Para Lucas, frente a esta racionalidad de los agentes, cualquier distorsión estatal es contraproducente. El Estado sólo debe limitarse a mantener el equilibrio fiscal.
Aquí Graziano rescata a otro olvidado: Gary Becker, Premio Nobel de Economía en 1992, descubrió que matemáticamente las preferencias individuales no son agregables. Graziano describe este descubrimiento como un verdadero “misil” al núcleo de la escuela de Chicago: la teoría de la utilidad, y por supuesto a la teoría del ingeniero-matemático Robert Lucas.
¿Qué pasa entonces?
¿Por qué si en nada menos que Princeton se descubre que el núcleo de la economía clásica está errado, descubrimiento que vale un Nóbel, la teoría económica sigue enseñándose llena de supuestos demostrados como falsos?
¿Por qué en Chicago surgen todas estas teorías neoclásicas que descansan en prejuicios ideológicos más que empíricos?
Graziano tiene razón: la elegancia de teorías simples y modelos matemáticos armónicos como los de Friedman y Lucas envuelven a la economía en una apariencia científica que es seductora. Ojalá llegar a ese nivel universal y simple de la física.

- Datos sin procesar
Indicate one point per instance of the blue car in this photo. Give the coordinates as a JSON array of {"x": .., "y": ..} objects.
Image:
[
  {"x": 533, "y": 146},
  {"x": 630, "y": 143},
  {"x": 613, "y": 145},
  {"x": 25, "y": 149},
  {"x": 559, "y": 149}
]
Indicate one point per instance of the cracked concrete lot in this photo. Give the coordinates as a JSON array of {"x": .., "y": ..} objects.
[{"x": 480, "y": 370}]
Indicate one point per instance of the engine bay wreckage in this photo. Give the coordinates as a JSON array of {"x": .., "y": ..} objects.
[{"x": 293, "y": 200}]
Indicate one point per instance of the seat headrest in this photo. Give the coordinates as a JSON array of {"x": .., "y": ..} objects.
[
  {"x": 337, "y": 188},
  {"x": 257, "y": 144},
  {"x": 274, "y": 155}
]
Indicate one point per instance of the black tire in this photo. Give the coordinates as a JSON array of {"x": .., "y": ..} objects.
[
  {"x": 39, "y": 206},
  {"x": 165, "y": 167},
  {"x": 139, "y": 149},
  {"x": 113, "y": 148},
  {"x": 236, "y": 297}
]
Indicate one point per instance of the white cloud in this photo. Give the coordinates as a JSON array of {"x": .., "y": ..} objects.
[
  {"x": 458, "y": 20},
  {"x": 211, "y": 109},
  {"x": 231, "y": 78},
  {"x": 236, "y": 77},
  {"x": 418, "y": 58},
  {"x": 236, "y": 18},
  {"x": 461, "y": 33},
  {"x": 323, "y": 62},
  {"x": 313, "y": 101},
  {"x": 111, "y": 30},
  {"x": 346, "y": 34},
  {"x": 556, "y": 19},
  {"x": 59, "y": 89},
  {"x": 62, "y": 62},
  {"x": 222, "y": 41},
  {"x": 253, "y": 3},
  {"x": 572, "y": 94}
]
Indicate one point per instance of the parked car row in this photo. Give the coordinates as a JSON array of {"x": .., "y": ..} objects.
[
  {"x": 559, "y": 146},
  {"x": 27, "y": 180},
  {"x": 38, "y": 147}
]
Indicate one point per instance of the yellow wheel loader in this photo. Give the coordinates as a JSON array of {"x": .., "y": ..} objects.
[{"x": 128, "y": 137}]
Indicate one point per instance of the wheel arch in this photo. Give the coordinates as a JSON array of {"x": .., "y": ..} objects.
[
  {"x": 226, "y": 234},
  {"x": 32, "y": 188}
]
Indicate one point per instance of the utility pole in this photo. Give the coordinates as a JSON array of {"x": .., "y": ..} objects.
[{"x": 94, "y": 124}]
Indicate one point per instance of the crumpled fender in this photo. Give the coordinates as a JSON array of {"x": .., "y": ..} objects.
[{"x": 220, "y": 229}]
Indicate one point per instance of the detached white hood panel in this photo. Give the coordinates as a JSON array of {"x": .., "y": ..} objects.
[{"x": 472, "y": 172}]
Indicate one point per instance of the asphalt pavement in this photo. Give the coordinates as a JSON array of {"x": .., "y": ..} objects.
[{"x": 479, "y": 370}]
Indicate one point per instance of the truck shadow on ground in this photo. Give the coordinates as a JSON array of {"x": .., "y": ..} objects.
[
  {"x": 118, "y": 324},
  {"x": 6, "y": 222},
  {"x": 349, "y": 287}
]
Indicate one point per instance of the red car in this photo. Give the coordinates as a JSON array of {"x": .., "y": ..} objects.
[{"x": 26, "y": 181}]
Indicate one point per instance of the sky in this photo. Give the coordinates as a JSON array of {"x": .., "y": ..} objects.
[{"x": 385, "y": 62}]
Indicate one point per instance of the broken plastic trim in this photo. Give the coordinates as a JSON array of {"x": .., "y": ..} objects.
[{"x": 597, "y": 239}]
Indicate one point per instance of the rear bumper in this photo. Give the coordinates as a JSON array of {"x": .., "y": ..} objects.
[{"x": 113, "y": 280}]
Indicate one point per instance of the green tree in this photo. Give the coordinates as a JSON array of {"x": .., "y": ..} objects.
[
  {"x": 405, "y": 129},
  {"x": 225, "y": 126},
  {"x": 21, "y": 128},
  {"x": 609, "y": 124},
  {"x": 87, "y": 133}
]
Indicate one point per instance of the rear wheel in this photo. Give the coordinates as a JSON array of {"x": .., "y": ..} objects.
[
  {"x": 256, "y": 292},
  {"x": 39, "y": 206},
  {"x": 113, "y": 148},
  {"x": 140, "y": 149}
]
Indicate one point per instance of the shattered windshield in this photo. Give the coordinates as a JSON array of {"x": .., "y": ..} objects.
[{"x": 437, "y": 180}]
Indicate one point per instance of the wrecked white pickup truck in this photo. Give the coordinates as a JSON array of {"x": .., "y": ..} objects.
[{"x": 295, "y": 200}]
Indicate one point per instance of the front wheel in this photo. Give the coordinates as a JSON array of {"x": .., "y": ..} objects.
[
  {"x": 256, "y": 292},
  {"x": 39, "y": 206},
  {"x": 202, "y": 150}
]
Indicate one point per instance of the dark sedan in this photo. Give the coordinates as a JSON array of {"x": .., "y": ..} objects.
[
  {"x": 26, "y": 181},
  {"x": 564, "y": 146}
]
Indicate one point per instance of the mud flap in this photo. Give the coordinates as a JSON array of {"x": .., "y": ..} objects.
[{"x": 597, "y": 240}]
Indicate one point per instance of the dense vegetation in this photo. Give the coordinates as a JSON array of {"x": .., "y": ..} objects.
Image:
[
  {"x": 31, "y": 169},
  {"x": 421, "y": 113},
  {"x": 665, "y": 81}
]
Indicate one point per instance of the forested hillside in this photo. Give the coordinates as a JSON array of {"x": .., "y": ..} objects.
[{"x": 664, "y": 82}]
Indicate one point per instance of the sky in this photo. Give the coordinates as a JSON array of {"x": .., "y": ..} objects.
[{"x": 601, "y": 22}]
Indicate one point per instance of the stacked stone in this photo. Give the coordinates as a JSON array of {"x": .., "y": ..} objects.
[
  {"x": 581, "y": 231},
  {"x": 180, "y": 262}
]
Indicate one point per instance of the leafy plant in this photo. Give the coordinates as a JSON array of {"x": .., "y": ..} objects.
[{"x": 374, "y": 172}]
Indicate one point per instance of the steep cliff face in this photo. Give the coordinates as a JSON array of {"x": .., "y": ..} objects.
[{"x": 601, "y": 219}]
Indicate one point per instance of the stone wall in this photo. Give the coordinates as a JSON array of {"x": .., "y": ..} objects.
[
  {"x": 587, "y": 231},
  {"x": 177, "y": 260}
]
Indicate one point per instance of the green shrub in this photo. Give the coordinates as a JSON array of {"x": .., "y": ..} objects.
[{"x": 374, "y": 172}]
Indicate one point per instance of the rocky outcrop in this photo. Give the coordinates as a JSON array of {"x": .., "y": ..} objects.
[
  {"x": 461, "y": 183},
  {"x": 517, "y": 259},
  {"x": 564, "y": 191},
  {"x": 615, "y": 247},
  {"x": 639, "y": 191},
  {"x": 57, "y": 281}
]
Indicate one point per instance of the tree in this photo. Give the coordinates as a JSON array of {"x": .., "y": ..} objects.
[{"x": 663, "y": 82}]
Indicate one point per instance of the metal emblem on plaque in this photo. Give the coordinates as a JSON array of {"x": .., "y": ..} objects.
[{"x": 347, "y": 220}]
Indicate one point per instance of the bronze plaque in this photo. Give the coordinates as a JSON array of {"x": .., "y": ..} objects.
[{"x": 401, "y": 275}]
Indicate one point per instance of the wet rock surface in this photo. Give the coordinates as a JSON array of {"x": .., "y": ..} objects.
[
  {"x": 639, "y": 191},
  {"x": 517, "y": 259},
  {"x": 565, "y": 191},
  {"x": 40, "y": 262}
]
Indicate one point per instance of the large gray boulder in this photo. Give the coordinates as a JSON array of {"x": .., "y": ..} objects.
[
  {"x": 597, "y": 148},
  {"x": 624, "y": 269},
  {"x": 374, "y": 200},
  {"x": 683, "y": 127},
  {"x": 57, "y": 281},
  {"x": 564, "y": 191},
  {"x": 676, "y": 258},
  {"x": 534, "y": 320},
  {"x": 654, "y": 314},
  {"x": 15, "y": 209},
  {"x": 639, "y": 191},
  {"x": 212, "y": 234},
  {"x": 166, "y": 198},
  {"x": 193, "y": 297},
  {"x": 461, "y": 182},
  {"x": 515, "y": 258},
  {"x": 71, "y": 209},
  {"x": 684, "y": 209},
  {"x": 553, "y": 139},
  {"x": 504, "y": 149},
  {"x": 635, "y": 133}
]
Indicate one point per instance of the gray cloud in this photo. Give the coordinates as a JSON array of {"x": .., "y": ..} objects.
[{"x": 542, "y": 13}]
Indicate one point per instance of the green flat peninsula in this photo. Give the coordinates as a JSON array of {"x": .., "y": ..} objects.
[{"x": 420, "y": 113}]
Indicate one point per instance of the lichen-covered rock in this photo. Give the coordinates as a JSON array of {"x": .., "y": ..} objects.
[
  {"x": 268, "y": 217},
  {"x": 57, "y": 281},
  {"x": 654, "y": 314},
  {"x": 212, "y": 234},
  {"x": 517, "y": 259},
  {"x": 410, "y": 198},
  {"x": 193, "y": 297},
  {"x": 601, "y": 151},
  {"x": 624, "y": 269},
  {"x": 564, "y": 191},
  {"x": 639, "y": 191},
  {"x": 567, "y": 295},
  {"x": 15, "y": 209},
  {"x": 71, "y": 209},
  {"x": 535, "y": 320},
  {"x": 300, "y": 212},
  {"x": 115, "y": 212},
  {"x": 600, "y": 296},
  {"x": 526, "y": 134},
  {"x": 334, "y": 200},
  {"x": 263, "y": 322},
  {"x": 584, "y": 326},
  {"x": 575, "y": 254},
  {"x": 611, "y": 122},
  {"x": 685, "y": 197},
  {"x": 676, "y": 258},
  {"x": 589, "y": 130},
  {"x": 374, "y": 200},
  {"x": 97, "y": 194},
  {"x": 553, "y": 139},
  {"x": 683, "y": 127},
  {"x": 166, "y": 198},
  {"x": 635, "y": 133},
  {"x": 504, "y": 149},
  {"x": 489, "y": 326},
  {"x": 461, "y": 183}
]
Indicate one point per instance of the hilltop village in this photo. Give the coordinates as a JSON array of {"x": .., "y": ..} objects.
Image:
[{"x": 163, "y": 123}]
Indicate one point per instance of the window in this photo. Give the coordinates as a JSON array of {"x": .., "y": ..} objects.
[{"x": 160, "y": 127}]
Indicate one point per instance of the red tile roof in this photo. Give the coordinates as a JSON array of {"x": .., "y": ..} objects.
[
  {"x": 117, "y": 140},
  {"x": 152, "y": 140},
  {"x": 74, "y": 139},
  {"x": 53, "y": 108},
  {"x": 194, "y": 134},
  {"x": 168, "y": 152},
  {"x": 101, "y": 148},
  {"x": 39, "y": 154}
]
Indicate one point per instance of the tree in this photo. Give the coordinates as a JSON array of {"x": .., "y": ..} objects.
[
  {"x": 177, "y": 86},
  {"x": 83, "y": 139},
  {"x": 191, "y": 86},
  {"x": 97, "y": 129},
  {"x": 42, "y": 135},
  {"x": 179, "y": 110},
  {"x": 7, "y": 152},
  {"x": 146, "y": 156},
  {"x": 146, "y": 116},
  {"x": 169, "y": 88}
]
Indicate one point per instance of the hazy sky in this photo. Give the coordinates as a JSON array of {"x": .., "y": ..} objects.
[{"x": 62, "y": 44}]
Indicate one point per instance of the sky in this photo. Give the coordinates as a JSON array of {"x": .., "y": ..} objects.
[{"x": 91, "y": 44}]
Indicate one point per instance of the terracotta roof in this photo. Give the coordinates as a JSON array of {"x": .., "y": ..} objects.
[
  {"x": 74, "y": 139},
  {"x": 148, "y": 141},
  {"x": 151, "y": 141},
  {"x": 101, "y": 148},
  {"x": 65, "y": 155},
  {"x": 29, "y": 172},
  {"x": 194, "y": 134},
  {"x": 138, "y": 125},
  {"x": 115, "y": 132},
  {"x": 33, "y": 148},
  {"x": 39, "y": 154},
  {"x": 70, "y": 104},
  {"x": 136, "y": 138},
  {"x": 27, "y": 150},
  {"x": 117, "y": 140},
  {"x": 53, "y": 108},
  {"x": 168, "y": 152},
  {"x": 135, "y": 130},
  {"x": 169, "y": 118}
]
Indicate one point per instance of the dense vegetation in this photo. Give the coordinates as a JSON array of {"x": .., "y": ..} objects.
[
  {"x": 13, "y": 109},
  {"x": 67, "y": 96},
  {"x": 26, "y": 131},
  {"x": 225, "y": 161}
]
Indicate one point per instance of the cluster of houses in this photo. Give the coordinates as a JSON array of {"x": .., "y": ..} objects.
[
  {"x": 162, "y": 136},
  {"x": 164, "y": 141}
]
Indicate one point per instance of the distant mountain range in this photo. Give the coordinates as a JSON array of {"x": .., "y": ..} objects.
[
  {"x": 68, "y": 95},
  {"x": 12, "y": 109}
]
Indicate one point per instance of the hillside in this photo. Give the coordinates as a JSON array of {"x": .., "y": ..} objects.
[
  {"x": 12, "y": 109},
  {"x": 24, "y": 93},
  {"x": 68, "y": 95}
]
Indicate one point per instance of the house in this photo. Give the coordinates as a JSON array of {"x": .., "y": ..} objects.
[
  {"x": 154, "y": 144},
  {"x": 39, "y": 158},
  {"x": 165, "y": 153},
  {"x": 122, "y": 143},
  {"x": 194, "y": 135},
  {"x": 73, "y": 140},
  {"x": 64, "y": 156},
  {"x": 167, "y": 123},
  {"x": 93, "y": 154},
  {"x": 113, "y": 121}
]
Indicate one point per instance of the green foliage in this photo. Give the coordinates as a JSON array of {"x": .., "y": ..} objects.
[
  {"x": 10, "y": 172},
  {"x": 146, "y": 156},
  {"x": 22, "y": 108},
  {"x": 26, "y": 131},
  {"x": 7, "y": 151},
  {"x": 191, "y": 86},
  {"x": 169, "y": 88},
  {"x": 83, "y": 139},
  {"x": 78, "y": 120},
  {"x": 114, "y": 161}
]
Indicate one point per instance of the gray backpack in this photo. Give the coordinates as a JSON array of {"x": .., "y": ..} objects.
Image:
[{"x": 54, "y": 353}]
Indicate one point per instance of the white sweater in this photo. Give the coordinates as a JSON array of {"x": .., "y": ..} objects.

- Consignas
(a) Transcriba del fragmento citado el pasaje que empieza en las palabras "Para Lucas, frente" y termina después de "el equilibrio fiscal.".
(b) Según el fragmento citado, ¿por qué para Lucas el Estado debe limitarse a mantener el equilibrio fiscal? Responda en una a tres oraciones.

- Respuestas
(a)
Para Lucas, frente a esta racionalidad de los agentes, cualquier distorsión estatal es contraproducente. El Estado sólo debe limitarse a mantener el equilibrio fiscal.

(b) Para Lucas, ante la racionalidad de los agentes, cualquier distorsión estatal es contraproducente. Por eso el Estado solo debe limitarse a mantener el equilibrio fiscal.